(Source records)
--
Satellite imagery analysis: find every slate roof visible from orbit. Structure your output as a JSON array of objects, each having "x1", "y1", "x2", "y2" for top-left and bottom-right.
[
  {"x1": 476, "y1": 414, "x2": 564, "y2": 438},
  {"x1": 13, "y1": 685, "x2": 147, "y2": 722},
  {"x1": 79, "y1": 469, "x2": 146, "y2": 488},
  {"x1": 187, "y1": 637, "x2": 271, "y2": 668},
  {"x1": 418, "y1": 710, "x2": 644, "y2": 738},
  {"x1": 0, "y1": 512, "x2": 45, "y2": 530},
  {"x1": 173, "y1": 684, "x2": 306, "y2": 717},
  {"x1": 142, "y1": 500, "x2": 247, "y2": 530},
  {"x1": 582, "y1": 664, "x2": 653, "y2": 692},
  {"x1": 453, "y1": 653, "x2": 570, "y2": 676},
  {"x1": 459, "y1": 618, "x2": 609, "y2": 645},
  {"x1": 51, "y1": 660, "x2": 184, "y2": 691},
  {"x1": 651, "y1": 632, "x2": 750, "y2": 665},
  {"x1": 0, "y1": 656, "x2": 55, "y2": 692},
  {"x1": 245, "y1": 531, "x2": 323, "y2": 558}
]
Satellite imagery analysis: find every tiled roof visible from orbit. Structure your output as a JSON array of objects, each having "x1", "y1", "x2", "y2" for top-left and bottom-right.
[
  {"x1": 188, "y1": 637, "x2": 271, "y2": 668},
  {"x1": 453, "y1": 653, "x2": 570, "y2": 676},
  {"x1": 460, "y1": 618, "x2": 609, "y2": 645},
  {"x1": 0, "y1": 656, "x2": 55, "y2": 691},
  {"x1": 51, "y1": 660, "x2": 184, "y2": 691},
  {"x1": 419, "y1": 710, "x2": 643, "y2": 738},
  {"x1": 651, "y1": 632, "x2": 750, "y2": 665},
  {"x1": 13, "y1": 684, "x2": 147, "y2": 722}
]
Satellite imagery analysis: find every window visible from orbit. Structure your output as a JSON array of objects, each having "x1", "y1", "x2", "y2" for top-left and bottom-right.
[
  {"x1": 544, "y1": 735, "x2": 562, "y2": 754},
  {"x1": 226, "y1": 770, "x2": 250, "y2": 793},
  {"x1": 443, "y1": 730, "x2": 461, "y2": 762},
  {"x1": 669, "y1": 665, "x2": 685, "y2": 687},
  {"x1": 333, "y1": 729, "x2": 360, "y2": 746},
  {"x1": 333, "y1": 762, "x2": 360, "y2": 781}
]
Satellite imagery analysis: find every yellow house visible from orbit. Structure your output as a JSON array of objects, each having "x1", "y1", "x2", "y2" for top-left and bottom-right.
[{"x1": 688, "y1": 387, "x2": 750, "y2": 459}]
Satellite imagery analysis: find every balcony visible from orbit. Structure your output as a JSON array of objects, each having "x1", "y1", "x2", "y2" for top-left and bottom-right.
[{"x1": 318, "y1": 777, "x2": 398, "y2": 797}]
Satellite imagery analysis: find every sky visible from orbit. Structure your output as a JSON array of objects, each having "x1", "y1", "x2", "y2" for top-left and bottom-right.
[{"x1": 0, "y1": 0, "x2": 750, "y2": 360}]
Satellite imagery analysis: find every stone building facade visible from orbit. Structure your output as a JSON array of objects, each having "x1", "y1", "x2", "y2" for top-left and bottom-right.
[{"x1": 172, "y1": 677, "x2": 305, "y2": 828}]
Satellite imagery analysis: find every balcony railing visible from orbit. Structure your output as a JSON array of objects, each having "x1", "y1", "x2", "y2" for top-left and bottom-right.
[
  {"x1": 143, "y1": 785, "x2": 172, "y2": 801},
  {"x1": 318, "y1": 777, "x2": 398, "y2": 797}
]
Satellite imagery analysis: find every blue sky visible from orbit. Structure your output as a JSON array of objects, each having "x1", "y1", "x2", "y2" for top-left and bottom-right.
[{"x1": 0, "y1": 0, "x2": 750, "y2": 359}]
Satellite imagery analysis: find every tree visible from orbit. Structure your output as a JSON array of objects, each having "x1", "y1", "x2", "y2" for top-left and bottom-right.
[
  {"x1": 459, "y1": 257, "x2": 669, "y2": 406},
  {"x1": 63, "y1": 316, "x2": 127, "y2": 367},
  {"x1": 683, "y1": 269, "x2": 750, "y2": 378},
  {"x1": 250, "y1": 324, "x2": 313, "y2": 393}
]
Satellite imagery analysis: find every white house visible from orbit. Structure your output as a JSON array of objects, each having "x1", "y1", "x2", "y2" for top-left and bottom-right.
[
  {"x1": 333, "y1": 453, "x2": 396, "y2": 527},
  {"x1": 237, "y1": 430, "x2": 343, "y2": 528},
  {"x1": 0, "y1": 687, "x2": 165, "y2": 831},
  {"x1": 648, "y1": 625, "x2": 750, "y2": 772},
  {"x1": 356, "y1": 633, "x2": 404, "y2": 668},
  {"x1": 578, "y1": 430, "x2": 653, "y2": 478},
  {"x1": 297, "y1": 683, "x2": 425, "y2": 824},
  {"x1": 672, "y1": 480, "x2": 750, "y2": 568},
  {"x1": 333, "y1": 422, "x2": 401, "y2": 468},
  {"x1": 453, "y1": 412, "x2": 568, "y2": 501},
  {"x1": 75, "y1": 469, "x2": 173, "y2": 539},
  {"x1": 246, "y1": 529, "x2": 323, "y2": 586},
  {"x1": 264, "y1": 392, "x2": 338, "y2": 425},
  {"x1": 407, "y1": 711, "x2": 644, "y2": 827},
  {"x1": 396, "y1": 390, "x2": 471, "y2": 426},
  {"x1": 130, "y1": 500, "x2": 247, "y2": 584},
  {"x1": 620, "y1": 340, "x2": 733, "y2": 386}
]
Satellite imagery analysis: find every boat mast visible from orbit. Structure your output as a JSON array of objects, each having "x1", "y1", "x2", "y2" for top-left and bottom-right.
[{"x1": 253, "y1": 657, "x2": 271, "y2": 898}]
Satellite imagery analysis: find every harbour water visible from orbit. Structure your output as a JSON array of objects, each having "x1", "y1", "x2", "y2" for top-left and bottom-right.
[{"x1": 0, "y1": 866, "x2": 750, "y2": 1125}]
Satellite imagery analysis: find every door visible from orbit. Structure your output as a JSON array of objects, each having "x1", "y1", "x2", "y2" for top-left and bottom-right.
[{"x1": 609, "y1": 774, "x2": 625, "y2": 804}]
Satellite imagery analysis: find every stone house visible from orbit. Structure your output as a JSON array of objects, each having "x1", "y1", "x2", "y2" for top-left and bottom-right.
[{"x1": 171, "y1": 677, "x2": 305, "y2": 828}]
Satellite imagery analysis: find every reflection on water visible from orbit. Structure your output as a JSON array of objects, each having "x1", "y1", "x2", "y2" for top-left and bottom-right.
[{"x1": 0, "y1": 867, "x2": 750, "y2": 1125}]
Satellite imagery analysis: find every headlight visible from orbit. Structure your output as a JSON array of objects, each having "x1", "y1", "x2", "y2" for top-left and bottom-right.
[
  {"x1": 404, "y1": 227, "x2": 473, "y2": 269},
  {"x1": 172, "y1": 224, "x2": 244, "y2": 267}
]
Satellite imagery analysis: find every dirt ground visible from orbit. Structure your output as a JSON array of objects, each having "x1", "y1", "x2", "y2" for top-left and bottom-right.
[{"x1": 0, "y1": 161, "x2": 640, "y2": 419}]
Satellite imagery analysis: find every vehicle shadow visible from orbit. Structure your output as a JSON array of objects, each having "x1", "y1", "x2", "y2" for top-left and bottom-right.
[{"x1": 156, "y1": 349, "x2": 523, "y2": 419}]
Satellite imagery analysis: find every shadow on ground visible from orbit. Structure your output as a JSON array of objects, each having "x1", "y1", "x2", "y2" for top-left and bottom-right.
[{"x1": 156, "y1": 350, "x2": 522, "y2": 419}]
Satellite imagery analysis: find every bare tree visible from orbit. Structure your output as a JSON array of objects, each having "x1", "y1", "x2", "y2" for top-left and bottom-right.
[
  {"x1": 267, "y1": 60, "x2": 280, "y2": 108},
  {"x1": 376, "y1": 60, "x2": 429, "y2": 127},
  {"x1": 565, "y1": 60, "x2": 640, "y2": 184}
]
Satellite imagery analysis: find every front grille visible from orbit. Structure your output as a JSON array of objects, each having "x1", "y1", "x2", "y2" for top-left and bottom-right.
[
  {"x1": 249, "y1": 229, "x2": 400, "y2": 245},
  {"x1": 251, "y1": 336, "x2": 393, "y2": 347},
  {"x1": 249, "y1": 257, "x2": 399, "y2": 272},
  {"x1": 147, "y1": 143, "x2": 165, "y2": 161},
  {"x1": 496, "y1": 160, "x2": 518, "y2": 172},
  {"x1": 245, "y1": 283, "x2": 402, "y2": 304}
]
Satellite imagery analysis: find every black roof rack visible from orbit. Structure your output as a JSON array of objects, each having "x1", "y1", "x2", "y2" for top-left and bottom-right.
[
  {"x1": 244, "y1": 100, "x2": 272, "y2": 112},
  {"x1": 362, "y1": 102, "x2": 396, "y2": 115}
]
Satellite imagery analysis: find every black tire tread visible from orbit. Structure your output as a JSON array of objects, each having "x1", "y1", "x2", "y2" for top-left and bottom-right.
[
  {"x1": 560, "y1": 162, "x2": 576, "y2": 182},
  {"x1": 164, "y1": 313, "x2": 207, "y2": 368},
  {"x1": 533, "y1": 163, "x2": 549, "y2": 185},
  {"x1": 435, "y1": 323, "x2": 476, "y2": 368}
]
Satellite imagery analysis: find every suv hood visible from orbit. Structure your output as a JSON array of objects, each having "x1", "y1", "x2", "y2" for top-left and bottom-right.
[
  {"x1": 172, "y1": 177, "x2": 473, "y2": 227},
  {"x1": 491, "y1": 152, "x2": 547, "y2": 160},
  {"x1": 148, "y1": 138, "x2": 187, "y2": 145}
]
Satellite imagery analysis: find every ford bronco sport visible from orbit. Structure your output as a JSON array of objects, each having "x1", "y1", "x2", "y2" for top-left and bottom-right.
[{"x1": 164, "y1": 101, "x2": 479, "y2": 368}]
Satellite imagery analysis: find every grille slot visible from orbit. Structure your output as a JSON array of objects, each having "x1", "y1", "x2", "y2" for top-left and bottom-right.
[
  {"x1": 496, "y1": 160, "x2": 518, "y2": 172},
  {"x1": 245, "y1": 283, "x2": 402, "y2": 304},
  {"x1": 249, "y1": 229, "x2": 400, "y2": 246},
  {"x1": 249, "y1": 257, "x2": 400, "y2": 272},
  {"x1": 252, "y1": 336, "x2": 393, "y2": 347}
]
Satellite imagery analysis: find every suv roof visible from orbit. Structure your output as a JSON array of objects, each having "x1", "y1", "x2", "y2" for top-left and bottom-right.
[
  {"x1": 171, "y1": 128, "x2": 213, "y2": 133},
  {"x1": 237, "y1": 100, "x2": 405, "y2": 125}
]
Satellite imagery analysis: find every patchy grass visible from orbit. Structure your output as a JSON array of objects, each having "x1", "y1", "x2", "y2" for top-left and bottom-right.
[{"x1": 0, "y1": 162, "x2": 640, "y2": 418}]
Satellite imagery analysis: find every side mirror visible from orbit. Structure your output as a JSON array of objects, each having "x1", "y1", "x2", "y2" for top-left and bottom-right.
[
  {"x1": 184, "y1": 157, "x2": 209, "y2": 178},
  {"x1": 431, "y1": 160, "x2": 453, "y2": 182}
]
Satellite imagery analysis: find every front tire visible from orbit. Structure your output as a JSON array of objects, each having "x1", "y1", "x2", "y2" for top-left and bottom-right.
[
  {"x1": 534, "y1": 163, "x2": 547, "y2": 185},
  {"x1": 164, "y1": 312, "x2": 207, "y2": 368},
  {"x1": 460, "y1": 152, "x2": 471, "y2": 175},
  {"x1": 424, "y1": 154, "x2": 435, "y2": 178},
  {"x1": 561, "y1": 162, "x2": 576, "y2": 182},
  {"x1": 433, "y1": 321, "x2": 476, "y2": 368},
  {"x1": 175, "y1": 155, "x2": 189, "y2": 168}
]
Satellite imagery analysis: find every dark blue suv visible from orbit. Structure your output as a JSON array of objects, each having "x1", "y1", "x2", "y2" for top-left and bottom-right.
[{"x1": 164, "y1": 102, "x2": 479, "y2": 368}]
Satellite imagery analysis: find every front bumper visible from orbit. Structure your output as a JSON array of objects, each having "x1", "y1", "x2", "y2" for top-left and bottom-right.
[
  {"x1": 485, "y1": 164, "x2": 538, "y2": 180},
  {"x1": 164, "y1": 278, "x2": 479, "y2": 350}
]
--
TASK GOAL:
Transcribe the listing word for word, from the line that contains "Satellite imagery analysis: find every front bumper" down to the end of the listing.

SOLVED EXERCISE:
Satellite imagery analysis: find every front bumper visible from orbit. Structure your output as a JSON array of objects, each having "x1", "y1", "x2", "y2" for top-left and bottom-right.
[
  {"x1": 485, "y1": 164, "x2": 538, "y2": 180},
  {"x1": 164, "y1": 278, "x2": 479, "y2": 350}
]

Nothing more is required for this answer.